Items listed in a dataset
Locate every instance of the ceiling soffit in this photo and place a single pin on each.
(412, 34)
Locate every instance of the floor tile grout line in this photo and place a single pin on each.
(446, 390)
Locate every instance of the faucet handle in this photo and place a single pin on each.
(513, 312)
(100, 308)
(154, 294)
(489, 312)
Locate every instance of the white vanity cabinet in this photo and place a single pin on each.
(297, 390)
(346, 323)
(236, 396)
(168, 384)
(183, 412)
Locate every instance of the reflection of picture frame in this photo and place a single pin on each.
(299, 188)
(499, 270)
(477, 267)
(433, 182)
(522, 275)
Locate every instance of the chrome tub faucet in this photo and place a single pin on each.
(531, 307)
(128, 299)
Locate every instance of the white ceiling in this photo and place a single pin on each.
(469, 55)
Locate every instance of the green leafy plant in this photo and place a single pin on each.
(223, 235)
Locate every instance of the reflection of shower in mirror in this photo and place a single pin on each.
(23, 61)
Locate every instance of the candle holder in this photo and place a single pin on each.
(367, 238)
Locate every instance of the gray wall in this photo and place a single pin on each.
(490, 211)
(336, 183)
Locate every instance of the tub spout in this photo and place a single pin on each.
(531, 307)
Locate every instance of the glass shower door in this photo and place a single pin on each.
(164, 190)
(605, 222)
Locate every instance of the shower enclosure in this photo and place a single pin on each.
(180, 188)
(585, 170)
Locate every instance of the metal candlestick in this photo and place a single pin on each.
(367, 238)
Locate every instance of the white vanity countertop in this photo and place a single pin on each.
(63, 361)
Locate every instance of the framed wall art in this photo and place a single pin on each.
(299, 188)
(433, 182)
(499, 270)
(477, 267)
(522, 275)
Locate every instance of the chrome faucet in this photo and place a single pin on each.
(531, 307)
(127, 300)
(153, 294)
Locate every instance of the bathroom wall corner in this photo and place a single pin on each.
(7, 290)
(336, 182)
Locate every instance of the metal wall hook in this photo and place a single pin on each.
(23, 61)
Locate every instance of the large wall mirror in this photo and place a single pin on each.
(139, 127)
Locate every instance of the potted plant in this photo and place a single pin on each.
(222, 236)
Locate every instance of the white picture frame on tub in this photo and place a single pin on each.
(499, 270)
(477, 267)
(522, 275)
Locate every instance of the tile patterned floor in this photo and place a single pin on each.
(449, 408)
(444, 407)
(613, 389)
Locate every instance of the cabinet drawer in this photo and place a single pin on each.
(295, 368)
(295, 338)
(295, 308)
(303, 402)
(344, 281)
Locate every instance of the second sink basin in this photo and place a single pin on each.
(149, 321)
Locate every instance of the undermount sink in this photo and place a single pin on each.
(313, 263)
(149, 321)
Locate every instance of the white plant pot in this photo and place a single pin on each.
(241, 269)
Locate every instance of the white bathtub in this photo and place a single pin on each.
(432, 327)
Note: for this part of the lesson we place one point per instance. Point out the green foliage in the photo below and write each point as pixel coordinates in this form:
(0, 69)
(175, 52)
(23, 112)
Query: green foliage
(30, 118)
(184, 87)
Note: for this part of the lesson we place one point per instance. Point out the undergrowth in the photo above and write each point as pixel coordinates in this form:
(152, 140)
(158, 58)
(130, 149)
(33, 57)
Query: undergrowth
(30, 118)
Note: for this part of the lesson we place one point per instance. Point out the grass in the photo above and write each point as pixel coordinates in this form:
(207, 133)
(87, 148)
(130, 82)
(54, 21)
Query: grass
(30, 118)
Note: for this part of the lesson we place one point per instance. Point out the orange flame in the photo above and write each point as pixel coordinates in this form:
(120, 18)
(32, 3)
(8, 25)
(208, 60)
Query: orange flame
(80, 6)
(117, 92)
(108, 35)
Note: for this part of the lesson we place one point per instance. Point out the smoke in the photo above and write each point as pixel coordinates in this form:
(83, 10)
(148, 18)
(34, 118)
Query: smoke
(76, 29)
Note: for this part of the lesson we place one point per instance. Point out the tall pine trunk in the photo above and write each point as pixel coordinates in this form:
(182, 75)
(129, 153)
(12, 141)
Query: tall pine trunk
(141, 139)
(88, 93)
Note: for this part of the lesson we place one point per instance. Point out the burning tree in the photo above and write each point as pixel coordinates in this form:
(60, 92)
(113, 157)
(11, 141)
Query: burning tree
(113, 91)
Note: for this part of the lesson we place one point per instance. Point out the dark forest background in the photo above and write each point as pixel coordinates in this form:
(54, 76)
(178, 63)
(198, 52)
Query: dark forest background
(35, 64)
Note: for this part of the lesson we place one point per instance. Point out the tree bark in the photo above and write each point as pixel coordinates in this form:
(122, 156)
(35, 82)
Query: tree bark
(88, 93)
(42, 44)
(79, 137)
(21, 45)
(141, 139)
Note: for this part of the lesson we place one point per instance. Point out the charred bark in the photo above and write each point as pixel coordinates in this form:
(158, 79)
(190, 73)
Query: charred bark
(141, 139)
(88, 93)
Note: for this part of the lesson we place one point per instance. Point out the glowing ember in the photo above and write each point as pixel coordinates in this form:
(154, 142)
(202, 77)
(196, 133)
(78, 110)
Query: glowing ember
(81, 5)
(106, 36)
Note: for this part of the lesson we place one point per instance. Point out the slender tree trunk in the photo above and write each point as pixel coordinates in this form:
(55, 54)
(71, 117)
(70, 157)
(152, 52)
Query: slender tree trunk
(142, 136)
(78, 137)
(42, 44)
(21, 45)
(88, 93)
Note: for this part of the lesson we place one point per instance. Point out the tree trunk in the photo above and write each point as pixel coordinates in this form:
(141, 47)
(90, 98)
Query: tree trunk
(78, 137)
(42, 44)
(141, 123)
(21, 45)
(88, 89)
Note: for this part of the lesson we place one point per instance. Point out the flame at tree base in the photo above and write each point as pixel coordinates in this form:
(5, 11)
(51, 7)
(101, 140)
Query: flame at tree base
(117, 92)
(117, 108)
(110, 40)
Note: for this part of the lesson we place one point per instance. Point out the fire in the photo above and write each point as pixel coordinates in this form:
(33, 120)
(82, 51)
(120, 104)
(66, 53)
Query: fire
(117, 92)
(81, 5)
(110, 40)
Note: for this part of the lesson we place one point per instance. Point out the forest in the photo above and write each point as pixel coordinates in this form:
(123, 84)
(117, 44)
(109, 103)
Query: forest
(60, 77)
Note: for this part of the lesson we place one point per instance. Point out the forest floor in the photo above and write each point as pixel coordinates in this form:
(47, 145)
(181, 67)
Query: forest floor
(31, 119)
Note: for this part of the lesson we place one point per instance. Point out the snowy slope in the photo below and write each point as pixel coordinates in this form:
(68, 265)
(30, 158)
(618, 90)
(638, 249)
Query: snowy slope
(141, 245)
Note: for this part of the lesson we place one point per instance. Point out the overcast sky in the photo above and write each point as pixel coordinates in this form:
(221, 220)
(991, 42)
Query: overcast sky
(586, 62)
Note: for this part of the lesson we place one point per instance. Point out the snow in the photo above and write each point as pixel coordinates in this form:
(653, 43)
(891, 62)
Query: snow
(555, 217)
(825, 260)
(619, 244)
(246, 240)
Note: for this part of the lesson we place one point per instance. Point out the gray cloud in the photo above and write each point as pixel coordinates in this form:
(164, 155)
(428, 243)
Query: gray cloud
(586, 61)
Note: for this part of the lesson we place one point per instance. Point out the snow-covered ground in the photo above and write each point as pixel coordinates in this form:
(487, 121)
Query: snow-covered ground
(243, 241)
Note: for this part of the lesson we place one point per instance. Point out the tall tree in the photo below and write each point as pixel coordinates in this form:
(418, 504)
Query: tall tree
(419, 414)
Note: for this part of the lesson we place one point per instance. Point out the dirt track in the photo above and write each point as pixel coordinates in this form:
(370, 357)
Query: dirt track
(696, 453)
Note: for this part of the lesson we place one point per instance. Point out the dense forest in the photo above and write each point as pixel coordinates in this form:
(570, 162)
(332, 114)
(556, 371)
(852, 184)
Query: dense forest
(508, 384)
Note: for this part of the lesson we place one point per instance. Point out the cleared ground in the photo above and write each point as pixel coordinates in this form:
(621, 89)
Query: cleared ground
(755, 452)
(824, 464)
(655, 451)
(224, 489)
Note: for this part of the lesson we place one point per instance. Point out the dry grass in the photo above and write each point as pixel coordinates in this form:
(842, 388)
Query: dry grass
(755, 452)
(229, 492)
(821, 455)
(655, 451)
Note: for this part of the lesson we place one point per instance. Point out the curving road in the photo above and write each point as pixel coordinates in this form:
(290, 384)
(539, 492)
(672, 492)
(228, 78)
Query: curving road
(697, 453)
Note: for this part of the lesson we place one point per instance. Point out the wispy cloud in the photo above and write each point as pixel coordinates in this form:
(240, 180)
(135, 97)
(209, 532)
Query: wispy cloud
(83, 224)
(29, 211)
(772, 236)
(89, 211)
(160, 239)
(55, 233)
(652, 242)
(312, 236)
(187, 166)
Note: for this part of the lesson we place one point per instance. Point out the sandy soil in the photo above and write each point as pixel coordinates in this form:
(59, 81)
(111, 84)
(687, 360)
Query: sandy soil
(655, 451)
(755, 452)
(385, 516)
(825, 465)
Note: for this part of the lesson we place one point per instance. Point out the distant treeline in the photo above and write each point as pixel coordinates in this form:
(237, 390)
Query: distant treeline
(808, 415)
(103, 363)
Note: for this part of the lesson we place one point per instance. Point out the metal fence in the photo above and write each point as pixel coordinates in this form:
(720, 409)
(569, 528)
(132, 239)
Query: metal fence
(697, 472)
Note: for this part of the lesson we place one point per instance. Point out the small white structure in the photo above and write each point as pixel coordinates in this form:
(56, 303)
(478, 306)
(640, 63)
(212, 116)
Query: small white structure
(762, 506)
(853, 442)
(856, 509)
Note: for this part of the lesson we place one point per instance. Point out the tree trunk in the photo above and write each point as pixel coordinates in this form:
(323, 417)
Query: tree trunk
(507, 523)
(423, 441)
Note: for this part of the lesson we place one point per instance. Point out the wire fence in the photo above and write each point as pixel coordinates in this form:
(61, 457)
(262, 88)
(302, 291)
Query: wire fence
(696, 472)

#### What the exercise asks
Within the entries above, report how many lines include "below", and keep the answer to the number.

#### Exercise answer
3